Records provided
begin

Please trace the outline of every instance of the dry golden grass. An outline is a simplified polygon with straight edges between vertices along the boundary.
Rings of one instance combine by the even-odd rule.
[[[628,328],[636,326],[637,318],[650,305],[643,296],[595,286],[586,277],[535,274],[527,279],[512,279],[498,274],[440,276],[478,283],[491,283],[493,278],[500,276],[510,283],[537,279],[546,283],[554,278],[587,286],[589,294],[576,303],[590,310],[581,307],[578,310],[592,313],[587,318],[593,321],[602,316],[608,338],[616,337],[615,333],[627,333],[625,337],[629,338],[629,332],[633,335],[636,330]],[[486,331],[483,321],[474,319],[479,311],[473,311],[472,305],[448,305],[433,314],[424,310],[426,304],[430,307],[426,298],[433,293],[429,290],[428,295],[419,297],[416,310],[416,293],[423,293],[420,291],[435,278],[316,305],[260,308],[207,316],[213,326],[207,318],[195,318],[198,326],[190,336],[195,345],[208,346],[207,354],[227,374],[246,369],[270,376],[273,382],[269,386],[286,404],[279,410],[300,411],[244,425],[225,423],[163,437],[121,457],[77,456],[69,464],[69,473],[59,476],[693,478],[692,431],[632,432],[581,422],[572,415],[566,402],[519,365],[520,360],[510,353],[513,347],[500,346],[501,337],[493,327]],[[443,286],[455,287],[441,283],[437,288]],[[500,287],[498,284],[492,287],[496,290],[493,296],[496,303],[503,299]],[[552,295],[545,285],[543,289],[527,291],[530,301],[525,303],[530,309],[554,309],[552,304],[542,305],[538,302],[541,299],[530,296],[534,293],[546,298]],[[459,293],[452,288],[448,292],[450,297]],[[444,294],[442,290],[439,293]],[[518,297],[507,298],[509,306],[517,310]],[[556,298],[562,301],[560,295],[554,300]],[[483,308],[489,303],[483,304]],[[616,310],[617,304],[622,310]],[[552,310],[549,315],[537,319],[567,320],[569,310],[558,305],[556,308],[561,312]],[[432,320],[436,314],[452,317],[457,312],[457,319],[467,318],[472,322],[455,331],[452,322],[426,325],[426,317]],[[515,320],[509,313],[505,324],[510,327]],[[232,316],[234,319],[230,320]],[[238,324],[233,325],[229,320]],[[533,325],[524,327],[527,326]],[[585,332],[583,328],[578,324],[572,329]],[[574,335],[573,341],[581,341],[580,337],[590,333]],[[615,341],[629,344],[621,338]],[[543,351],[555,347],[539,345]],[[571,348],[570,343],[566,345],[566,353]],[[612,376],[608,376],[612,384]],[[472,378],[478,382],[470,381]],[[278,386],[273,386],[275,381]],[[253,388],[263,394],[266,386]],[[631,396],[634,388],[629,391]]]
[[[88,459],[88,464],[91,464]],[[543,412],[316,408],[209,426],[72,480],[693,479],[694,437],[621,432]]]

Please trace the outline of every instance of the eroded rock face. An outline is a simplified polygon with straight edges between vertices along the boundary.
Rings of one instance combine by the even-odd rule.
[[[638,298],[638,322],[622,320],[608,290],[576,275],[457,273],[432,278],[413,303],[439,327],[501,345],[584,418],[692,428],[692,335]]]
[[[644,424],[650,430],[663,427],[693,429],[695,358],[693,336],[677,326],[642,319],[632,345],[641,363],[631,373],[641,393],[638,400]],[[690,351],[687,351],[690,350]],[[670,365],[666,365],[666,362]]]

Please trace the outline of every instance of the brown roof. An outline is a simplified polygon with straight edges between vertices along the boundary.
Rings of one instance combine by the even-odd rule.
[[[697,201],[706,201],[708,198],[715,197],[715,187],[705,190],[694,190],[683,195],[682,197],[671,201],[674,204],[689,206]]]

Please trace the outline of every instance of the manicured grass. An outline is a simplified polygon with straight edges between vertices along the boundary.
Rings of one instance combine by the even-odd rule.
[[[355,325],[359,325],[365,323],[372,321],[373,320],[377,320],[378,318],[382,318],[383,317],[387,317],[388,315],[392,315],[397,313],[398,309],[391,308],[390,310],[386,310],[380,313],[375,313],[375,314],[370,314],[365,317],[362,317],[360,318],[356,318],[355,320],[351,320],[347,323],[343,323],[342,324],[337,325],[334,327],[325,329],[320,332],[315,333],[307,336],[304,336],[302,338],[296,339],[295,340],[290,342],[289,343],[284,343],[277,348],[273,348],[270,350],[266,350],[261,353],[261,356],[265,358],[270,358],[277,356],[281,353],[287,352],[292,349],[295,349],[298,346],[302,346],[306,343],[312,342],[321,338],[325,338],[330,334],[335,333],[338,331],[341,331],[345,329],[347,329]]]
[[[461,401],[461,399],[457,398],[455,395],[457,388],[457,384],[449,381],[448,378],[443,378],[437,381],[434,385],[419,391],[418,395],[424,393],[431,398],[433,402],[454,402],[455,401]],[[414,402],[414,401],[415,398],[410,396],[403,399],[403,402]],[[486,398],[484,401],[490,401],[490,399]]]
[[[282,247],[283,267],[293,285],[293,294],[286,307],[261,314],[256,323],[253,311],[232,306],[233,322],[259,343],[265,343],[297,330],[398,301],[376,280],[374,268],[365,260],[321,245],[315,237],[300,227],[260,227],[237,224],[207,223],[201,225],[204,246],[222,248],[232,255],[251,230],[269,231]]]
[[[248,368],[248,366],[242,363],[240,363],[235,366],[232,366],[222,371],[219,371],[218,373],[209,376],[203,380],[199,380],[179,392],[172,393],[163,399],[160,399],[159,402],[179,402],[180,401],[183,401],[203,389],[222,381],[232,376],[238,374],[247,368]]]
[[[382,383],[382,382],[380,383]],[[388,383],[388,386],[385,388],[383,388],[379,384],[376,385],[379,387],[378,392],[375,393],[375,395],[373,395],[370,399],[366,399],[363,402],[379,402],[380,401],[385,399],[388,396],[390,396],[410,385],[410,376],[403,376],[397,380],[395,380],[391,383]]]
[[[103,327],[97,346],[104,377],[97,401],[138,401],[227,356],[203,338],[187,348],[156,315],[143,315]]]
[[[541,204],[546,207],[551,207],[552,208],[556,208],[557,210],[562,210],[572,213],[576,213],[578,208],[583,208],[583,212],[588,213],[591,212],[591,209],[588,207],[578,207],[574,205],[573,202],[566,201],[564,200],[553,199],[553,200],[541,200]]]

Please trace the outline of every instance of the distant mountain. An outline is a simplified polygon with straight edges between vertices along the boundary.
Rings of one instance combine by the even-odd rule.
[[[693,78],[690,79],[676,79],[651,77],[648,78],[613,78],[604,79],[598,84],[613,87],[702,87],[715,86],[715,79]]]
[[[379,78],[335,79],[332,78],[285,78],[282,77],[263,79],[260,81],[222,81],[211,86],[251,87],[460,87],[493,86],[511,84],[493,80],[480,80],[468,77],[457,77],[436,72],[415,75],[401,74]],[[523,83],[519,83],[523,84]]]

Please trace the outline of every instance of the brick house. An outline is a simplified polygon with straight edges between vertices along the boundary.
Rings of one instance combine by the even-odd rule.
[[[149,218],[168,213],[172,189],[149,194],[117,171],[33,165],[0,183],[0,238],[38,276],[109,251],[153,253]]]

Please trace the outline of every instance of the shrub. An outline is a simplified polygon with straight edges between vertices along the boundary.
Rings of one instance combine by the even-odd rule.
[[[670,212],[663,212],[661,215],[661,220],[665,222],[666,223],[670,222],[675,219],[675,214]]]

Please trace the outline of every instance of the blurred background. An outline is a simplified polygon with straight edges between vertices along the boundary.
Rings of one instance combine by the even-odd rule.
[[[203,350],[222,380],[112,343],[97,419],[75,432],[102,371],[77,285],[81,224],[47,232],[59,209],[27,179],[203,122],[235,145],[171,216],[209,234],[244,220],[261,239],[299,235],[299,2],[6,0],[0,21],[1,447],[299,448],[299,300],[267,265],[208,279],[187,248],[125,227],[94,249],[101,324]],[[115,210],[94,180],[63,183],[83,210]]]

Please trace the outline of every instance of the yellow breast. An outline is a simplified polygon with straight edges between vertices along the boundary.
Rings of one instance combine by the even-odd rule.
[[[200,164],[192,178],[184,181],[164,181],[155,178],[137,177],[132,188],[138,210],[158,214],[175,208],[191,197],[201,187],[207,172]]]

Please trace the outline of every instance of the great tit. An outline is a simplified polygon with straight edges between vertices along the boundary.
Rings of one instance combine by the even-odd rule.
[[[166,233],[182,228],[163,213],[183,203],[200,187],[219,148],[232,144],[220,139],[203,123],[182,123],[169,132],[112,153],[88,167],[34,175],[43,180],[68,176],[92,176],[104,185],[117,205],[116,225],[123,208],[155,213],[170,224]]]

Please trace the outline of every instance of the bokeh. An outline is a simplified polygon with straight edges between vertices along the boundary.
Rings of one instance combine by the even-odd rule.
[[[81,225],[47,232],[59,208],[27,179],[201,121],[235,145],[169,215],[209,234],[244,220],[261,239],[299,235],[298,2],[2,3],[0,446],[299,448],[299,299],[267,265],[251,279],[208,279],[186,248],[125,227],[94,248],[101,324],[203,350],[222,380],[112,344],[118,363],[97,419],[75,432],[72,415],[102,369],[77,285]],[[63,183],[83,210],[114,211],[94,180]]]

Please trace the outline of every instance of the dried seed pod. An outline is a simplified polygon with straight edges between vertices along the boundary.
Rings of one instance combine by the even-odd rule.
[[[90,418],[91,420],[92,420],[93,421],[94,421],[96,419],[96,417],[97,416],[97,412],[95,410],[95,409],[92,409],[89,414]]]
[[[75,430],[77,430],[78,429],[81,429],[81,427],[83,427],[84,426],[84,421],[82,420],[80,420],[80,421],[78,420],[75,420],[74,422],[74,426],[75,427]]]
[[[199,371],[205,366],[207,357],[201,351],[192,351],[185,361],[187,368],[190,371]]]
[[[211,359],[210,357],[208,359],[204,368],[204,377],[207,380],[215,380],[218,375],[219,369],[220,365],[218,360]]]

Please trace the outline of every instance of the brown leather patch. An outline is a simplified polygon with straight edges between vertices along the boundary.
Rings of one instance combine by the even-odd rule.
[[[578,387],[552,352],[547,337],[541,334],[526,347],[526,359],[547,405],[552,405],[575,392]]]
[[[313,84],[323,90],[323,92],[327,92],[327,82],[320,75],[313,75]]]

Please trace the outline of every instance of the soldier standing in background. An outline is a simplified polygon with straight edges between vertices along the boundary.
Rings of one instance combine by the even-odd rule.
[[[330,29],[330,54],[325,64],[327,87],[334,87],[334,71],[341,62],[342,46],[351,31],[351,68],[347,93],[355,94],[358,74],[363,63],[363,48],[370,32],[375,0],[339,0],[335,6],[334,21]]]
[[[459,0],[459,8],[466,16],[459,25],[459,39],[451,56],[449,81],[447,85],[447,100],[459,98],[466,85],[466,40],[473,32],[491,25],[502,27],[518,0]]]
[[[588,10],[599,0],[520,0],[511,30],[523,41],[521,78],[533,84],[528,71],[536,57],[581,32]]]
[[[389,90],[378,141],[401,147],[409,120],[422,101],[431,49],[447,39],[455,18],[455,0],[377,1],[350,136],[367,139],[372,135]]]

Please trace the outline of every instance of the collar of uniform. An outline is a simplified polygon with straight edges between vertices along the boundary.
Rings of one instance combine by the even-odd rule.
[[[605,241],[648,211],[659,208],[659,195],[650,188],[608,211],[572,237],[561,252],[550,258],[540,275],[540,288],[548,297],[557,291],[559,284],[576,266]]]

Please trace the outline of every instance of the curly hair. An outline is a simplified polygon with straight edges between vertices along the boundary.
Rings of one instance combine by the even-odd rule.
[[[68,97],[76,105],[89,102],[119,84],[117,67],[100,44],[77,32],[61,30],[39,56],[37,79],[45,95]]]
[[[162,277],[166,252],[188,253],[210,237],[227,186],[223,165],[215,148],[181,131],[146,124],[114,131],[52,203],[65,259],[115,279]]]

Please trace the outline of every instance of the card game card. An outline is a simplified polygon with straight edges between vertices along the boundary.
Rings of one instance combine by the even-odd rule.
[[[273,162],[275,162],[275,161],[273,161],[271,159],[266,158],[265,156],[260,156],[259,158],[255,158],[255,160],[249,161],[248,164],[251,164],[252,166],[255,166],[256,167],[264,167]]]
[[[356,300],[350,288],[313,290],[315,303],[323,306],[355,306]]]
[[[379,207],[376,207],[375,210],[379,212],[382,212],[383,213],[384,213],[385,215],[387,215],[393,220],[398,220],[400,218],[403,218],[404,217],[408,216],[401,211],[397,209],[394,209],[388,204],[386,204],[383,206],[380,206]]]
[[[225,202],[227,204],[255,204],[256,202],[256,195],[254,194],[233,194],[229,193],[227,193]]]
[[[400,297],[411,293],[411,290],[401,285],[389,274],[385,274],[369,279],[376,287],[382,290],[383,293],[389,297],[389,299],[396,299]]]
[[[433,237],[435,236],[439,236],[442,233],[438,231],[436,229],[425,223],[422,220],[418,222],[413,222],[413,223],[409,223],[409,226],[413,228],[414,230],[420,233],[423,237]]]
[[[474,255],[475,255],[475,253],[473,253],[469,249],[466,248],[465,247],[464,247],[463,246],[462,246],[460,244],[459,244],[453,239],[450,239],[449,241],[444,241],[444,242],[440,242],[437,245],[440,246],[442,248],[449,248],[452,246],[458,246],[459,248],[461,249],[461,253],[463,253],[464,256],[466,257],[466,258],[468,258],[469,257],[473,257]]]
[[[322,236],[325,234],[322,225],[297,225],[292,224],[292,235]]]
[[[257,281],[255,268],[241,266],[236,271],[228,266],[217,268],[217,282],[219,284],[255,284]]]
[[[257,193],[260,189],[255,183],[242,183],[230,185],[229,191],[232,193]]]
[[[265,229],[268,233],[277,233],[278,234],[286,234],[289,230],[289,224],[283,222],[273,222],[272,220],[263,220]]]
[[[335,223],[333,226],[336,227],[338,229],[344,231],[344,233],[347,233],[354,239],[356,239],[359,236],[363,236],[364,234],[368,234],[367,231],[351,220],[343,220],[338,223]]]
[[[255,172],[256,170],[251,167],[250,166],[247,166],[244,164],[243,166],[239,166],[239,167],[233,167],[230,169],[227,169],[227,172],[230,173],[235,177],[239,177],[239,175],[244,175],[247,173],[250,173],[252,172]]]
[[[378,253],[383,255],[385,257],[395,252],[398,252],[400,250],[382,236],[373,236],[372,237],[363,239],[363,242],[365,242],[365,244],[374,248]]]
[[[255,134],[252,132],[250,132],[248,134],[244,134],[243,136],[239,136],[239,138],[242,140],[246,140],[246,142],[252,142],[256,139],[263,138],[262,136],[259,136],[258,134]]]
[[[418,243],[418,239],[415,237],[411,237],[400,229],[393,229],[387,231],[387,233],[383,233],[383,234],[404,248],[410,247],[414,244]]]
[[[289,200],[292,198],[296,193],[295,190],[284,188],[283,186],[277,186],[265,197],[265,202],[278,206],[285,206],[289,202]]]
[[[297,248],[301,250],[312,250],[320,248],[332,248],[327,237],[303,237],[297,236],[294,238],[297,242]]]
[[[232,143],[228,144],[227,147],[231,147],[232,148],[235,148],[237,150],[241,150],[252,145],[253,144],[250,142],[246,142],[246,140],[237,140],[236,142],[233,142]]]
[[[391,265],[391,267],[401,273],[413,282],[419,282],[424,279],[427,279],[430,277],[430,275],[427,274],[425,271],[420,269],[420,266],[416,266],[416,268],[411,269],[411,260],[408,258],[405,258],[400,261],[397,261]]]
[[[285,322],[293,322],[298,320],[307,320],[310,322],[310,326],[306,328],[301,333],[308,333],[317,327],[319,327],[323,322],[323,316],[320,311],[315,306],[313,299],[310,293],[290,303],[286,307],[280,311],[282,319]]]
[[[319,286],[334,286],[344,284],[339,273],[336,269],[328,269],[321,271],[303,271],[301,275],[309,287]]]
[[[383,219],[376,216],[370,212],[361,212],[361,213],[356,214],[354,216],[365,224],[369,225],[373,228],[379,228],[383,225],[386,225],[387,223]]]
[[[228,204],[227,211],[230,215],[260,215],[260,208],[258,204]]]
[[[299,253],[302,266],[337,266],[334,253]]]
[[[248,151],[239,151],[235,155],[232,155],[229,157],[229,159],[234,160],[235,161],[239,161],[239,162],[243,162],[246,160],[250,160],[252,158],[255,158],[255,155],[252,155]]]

end

Please put the stretch of the material that opens with the line containing "Please trace the outline of every instance of the card" and closes with the line containing "[[[356,300],[350,288],[313,290],[315,303],[323,306],[355,306]]]", both included, into a numbered list with blank lines left out.

Solution to the problem
1. Please trace the outline of every instance of the card game card. An outline is a simplified polygon with straight edges between vertices along the boundary.
2. Rings of one instance combine by the even-odd rule.
3. [[[273,162],[275,162],[275,161],[273,161],[271,159],[266,158],[265,156],[260,156],[259,158],[255,158],[255,160],[249,161],[248,164],[251,164],[252,166],[255,166],[256,167],[264,167]]]
4. [[[356,300],[350,288],[313,290],[315,303],[323,306],[355,306]]]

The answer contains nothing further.